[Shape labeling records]
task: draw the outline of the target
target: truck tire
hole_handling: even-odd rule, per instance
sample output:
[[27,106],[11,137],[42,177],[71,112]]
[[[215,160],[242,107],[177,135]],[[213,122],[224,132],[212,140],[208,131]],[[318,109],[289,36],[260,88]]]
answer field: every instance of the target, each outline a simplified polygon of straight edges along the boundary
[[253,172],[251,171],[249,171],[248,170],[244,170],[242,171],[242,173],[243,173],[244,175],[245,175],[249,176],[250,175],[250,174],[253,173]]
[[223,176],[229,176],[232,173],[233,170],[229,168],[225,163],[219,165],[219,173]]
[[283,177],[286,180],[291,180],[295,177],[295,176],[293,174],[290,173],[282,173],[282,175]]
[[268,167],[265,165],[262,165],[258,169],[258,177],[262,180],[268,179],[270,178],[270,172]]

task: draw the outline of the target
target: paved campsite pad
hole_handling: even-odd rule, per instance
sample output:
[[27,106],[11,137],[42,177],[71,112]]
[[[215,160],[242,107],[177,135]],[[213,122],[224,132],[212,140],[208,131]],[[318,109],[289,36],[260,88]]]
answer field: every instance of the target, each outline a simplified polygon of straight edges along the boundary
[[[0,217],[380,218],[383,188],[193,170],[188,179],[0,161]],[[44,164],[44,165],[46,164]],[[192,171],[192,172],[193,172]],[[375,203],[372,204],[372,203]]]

**Exercise objective**
Copy every line of the records above word for word.

**Reply**
task: draw the outline of the target
target: truck tire
hole_handling: even-odd rule, per instance
sample output:
[[27,106],[11,137],[42,177],[71,112]]
[[[215,160],[242,107],[177,135]],[[213,122],[224,132],[212,140],[208,131]],[[318,109],[289,36],[260,88]]]
answer field: every instance of the target, each outline a simplified polygon of straight edges along the boundary
[[253,172],[251,171],[249,171],[248,170],[244,170],[242,171],[242,173],[243,173],[244,175],[245,175],[249,176],[250,175],[250,174],[253,173]]
[[223,176],[229,176],[232,173],[233,170],[229,168],[225,163],[219,165],[219,173]]
[[283,177],[286,180],[291,180],[295,177],[295,176],[293,174],[290,173],[282,173],[282,175]]
[[268,167],[265,165],[262,165],[258,169],[258,177],[262,180],[268,179],[270,178],[270,172]]

task: draw the outline of the target
target: paved campsite pad
hole_handling: even-odd rule, per instance
sample output:
[[27,106],[11,137],[42,177],[71,112]]
[[[215,160],[242,107],[177,135]],[[213,122],[224,132],[212,140],[208,131]],[[318,109],[289,36],[260,88]]]
answer field: every instance of the target, each outline a simplified polygon of straight edges along the boundary
[[[0,217],[380,218],[383,188],[193,170],[188,179],[0,161]],[[44,164],[44,165],[46,164]],[[192,171],[192,172],[193,172]],[[375,203],[372,204],[372,203]]]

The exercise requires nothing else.